>> start EXTRACT PROVIDED
Directly above the apex of the triangularly arranged nozzle openings 220 is a rectangular depression 222 within the left casing section 200-2. The depressed region 222 surrounds a rectangular-shaped window 224 through which an array of electrical contacts 226 is accessed. The electrical contacts 226 are electrically conductive pads for making electrical contact with the pogo pins 144 of the pogo pin block 88 (FIG. 5). The array of electrical contacts 226 is part of a flex circuit overlaid upon the microfluidic substrate, as described further below in connection with FIG. 13.
At the emitter end 204, the left casing section 200-2 has a gas inlet port 225 for receiving a gas nozzle and a high-voltage input port 228 for receiving the tip (pogo-pin) of the high-voltage electrical cable 38 (FIG. 4). A plurality of holes 234 hold alignment pins 236 that are used to align the casing sections 200-1, 200-2 when the halves are being joined.
>> end EXTRACT PROVIDED
>> start SUPPLIED RECORDS
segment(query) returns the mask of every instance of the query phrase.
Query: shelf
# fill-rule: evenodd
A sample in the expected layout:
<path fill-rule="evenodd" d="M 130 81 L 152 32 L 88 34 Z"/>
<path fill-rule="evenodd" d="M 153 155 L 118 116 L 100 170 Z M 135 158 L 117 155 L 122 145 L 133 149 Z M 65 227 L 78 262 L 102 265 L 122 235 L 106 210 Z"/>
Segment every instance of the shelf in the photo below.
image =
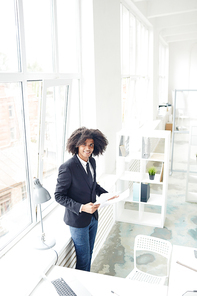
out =
<path fill-rule="evenodd" d="M 155 226 L 162 227 L 161 218 L 162 218 L 161 214 L 143 213 L 140 219 L 140 224 L 149 225 L 152 227 L 155 227 Z"/>
<path fill-rule="evenodd" d="M 150 194 L 150 198 L 147 202 L 143 204 L 162 206 L 163 205 L 163 196 L 161 194 Z"/>
<path fill-rule="evenodd" d="M 128 155 L 125 154 L 127 155 L 124 158 L 125 161 L 119 156 L 119 147 L 120 144 L 124 144 L 124 141 L 127 144 L 125 150 L 128 152 Z M 134 148 L 133 141 L 136 143 Z M 116 169 L 117 174 L 119 173 L 117 186 L 119 186 L 120 190 L 129 188 L 130 196 L 115 205 L 115 219 L 126 223 L 164 227 L 168 189 L 170 132 L 146 130 L 139 131 L 136 135 L 136 133 L 129 132 L 125 134 L 122 131 L 122 133 L 117 134 L 117 147 L 117 164 L 121 163 L 121 166 L 117 165 Z M 149 155 L 149 157 L 143 158 L 142 153 Z M 154 180 L 149 179 L 148 169 L 151 166 L 155 166 L 157 169 Z M 150 184 L 150 186 L 141 186 L 142 183 Z M 148 191 L 146 191 L 146 188 Z M 150 190 L 150 198 L 147 202 L 141 201 L 141 190 L 144 197 L 149 194 Z M 139 200 L 133 200 L 133 196 L 135 199 L 139 196 Z"/>
<path fill-rule="evenodd" d="M 151 153 L 150 157 L 147 160 L 164 162 L 164 154 L 163 153 Z"/>
<path fill-rule="evenodd" d="M 118 213 L 116 220 L 126 223 L 139 223 L 139 211 L 124 209 Z"/>
<path fill-rule="evenodd" d="M 142 183 L 150 183 L 150 184 L 163 184 L 163 182 L 160 182 L 161 174 L 155 174 L 155 179 L 150 180 L 149 179 L 149 174 L 145 173 L 142 175 Z"/>
<path fill-rule="evenodd" d="M 120 179 L 121 180 L 125 180 L 125 181 L 140 182 L 140 173 L 138 173 L 138 172 L 125 171 L 121 175 Z"/>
>> end SUPPLIED RECORDS
__INSTRUCTIONS__
(a) According to the casing excerpt, what are the alignment pins 236 used for?
(b) Pick out every line of the rows that contains the string "shelf", treating uppercase and lowercase as different.
These rows have no connection to the text about the casing.

__OUTPUTS__
(a) They align the casing sections 200-1 and 200-2 when the halves are being joined.

(b)
Query: shelf
Segment every instance of the shelf in the photo below.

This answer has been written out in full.